Apr. 3 (NBD) -- During the imminent Qingming festival, also known as Tomb-Sweeping Day, some Beijing people will be seen flocking to the adjacent province of Hebei while some Shanghai people will swarm into Suzhou to mourn the deceased loved ones. 

It is the land shortage and skyrocketing grave prices that drove people in metropolises to buy burial spaces for the departed in neighboring cities. 

For example, on one side of the Yongding River is Beijing's southern Daxing District and a burial spot here costs no less than 60,000 yuan (8,929.4 U.S. dollars). On the other side is Hebei's Zhuozhou, where a grave starts at 10,000 yuan (1,488.2 U.S. dollars). 

Photo/Shetuwang

Lucrative cemetery industry 

"A grave is usually selling for over 100,000 yuan (14,882.3 U.S. dollars) in large cities like Beijing and Shanghai, more expensive than housing price in terms of unit price per square meter," a person-in-charge with a Beijing-based funeral and interment service company said. "In the most popular Tianshou Cemetery, the most expensive grave costs around 1 million yuan (148,822.8 U.S. dollars)."

Running cemeteries has become a lucrative business. 

The first funeral service-related stock in China's A-share market, Fortune Ng Fung Food Hebei Co Ltd sold 2,748 graves last year, pocketing 261 million yuan (38.8 million U.S. dollars) in revenue, about 94,900 yuan (14,123.3 U.S. dollars) per grave, according to the company's fiscal report for 2018.

——————

• _Task statement_: Please reproduce the passage on grave prices word for word, from "The first funeral" up to and including "report for 2018.".

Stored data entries
——————

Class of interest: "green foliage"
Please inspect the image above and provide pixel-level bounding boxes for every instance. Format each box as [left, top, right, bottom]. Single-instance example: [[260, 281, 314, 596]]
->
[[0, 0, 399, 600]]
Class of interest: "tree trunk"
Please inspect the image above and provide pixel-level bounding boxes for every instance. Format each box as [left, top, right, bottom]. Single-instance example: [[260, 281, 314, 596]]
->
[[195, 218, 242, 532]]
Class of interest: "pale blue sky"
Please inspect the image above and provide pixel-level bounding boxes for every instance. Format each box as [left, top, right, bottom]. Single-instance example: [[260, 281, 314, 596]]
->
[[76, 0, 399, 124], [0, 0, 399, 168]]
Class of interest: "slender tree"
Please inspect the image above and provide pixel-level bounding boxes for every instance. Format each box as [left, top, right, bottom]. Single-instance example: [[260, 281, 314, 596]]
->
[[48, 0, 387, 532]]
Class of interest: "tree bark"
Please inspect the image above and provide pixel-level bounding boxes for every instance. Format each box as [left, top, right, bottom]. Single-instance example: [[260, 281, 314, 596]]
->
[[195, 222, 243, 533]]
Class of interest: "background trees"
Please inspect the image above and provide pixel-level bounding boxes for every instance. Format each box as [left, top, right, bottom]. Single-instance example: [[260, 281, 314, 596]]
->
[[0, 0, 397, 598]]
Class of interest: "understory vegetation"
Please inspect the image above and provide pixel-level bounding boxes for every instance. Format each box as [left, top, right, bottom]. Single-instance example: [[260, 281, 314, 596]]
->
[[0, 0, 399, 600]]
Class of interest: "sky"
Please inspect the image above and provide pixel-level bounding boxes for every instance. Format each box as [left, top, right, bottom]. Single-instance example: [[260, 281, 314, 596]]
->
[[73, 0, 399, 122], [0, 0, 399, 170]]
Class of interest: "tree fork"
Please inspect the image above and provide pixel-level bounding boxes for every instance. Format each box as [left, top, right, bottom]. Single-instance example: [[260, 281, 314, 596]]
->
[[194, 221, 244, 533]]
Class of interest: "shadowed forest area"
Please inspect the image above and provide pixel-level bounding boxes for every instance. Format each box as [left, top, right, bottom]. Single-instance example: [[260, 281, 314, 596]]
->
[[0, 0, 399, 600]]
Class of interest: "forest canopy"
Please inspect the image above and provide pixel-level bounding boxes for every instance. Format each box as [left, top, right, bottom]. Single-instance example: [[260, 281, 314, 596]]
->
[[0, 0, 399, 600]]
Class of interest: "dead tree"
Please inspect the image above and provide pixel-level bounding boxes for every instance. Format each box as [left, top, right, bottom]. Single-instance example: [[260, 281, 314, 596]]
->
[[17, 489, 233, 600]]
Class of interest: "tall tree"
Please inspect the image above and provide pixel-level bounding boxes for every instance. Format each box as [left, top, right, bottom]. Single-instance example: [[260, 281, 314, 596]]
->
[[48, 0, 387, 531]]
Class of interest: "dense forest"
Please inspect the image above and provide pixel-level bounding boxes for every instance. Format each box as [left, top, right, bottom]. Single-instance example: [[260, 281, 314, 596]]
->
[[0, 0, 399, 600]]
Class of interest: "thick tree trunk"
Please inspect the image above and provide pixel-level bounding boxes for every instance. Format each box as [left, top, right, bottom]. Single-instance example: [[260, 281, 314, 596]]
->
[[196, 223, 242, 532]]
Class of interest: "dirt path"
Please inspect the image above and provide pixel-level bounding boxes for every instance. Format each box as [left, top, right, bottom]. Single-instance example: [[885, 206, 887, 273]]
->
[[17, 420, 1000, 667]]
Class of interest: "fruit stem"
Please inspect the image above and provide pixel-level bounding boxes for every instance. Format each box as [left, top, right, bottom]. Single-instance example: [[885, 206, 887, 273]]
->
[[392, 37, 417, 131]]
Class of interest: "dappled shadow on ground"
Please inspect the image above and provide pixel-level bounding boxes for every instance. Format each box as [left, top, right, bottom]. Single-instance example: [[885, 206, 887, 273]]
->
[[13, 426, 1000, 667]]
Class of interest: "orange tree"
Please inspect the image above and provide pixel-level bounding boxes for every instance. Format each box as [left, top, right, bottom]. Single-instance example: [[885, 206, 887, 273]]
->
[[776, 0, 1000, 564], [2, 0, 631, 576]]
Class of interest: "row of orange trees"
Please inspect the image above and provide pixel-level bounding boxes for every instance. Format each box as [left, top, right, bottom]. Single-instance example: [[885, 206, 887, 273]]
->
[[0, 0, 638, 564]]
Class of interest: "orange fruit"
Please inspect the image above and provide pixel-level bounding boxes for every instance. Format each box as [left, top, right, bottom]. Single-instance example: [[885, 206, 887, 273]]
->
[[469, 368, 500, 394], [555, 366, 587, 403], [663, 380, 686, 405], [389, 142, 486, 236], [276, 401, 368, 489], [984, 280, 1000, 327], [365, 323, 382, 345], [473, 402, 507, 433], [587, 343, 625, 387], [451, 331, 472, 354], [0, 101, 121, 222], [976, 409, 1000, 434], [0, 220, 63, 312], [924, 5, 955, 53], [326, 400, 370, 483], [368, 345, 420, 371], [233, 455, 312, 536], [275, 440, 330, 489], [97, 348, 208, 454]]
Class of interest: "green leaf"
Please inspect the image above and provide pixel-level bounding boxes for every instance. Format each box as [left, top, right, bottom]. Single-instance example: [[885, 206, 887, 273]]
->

——————

• _Problem solution_:
The first funeral service-related stock in China's A-share market, Fortune Ng Fung Food Hebei Co Ltd sold 2,748 graves last year, pocketing 261 million yuan (38.8 million U.S. dollars) in revenue, about 94,900 yuan (14,123.3 U.S. dollars) per grave, according to the company's fiscal report for 2018.